The counties covered by the study accounted for 90% of the region’s output.
“Ohio’s seven eastern counties—Belmont, Carroll Guernsey, Harrison, Jefferson, Monroe, and Noble—were the hardest-hit, seeing a net job loss of over 8% and a population loss of over 5%,” the Institute writes. “Pennsylvania’s eight primary gas-producing counties—Bradford, Greene, Lycoming, Sullivan, Susquehanna, Tioga, Washington, and Wyoming—did better, with a net 4.6% gain in jobs. Although that was slightly less than the statewide average gain of 4.7%,” and the population still declined 2.6%.
“Only in West Virginia did the natural gas counties—Doddridge, Harrison, Marshall, Ohio, Ritchie, Tyler, and Wetzel—outperform the state for personal income and jobs,” the Institute adds. “But even then, the rate of growth was less than half the national average and the rate of population loss was greater than in the state as a whole.”
And there’s virtually no prospect that those numbers will turn around.
“What’s really disturbing is that these disappointing results came about at a time when the region’s natural gas industry was operating at full capacity,” said report author Sean O’Leary. “So it’s hard to imagine a scenario in which the results would be better.”
Inside Climate News traces the billions of dollars fracking companies invested in the three states, but says the industry was still “was unable to deliver on local prosperity even though gas production itself exceeded the most optimistic projections.” While the fracking boom “offered economic hope in the Upper Ohio River Valley after the collapse of the steel industry and amid the decline of coal mining, which was hastened by a glut of cheap gas,” jobs across the 22 counties increased by only 1.7%, according to data from the U.S. Bureau of Economic Analysis, while nationally the number of jobs grew by 10%.”

* Set of tasks
1. In the passage on natural gas counties, by what percentage did the number of jobs grow nationally?
2. Write out a portion of the passage on natural gas counties word for word. Begin at the words "The counties covered" and stop after the words "still declined 2.6%.".
3. Write what comes next in the passage on natural gas counties, beginning right after its final sentence.

* Available data
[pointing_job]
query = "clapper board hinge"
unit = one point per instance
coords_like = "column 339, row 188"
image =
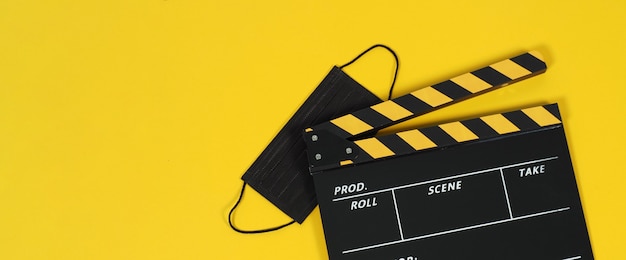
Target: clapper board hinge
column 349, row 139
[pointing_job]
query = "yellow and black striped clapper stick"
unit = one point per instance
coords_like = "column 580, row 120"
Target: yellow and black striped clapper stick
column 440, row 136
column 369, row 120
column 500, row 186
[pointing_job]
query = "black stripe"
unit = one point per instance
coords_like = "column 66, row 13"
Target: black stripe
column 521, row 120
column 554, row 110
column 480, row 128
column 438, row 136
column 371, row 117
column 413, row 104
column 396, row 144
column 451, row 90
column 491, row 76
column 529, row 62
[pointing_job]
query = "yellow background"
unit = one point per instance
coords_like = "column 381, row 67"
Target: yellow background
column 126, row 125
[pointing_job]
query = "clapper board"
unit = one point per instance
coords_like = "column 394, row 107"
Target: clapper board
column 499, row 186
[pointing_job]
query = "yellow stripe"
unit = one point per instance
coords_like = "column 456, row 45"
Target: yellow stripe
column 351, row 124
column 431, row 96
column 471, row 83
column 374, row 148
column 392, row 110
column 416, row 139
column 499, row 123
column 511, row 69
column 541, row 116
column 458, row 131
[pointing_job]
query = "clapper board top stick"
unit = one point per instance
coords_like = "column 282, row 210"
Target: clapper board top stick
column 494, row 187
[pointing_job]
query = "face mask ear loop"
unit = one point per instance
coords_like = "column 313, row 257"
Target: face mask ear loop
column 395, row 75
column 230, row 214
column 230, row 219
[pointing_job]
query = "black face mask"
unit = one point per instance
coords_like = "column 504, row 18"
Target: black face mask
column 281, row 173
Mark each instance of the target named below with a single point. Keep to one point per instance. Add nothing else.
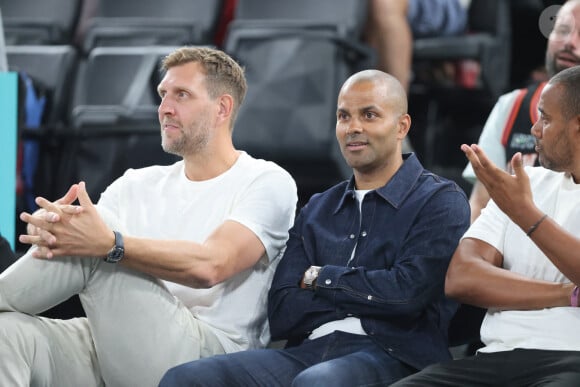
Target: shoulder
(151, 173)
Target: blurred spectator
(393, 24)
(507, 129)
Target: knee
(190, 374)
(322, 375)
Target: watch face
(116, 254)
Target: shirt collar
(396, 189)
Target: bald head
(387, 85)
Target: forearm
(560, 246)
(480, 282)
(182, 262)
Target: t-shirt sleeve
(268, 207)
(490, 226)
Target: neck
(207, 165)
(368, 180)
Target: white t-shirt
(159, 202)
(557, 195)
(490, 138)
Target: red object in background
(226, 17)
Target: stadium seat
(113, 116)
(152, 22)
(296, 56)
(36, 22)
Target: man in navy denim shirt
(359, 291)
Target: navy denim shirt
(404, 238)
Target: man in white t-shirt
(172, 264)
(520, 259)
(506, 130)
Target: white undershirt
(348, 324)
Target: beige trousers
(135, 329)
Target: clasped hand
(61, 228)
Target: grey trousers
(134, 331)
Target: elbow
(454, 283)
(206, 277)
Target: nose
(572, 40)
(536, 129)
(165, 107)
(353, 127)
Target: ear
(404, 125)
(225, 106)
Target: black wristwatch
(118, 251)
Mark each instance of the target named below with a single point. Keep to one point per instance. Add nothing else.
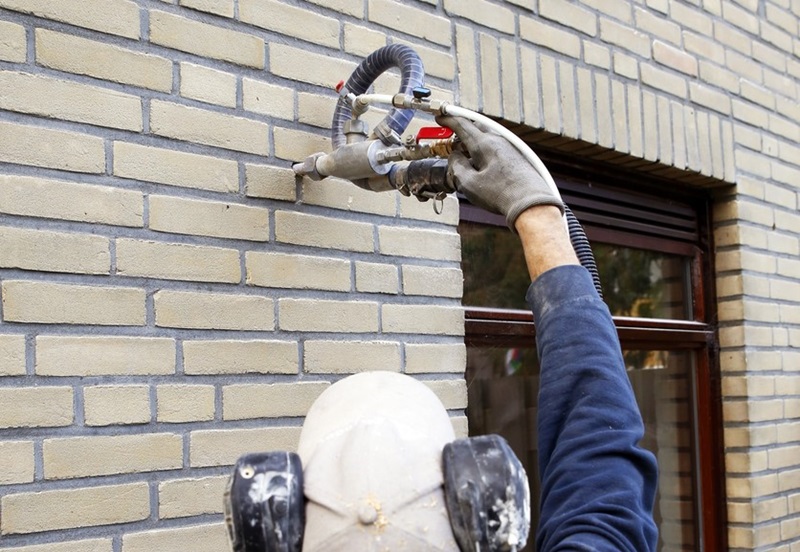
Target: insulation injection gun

* Outputs in order
1. Nationally, the number of jobs grew by 10%.

2.
The counties covered by the study accounted for 90% of the region’s output.
“Ohio’s seven eastern counties—Belmont, Carroll Guernsey, Harrison, Jefferson, Monroe, and Noble—were the hardest-hit, seeing a net job loss of over 8% and a population loss of over 5%,” the Institute writes. “Pennsylvania’s eight primary gas-producing counties—Bradford, Greene, Lycoming, Sullivan, Susquehanna, Tioga, Washington, and Wyoming—did better, with a net 4.6% gain in jobs. Although that was slightly less than the statewide average gain of 4.7%,” and the population still declined 2.6%.

3.
In what DeSmog calls a “particularly shocking case,” Belmont County, Ohio “has received more than a third of all natural gas investment in the state, and accounts for more than a third of the state’s gas production,” reporter Nick Cunningham writes. “The industry also accounts for about 60% of the county’s economy. Because of the boom, the county’s GDP grew five times faster than the national rate. And yet, the county saw a 7% decline in jobs and a 2% decline in population over the past decade,” with only about 12% of the capital-intensive industry’s income going into wages and employment—compared to more than 50% across the economy.
DeSmog contrasts the dismal job and population results with what the American Petroleum Institute predicted in 2010—a surge of 211,000 jobs by 2020 in Pennsylvania, and 43,000 in West Virginia. Now, API spokesperson Bethany Aronhalt calls the Ohio River Valley Institute report misleading, but addressed her response to Inside Climate’s questions to the institute’s motivations, rather than its findings.
“While some groups may be focused on pushing their own agendas, our industry is focused on advancing solutions for a cleaner future, delivering affordable, reliable energy, and powering the nation’s economic recovery,” she told ICN in a written statement.
“We think they misunderstood what is happening here,” agreed Ohio Oil and Gas Association spokesperson Mike Chadsey. “They are driving at a narrative that is anti-oil and gas and doesn’t take into account the lower unemployment numbers, the investment numbers, and the 200,000 oil and gas jobs in Ohio.”
Meanwhile, what the region lost in potential job gains, it certainly made up in serious health impacts.
“There can be no mistake that the closer people live to shale gas development, the higher their risk for poor health outcomes,” Alison Steele, executive director of the Southwest Pennsylvania Environmental Health Project, told DeSmog. “More than two dozen peer-reviewed epidemiological studies show a correlation between living near shale gas development and a host of health issues, such as worsening asthmas, heart failure hospitalizations, premature births, and babies born with low birth weights and birth defects.”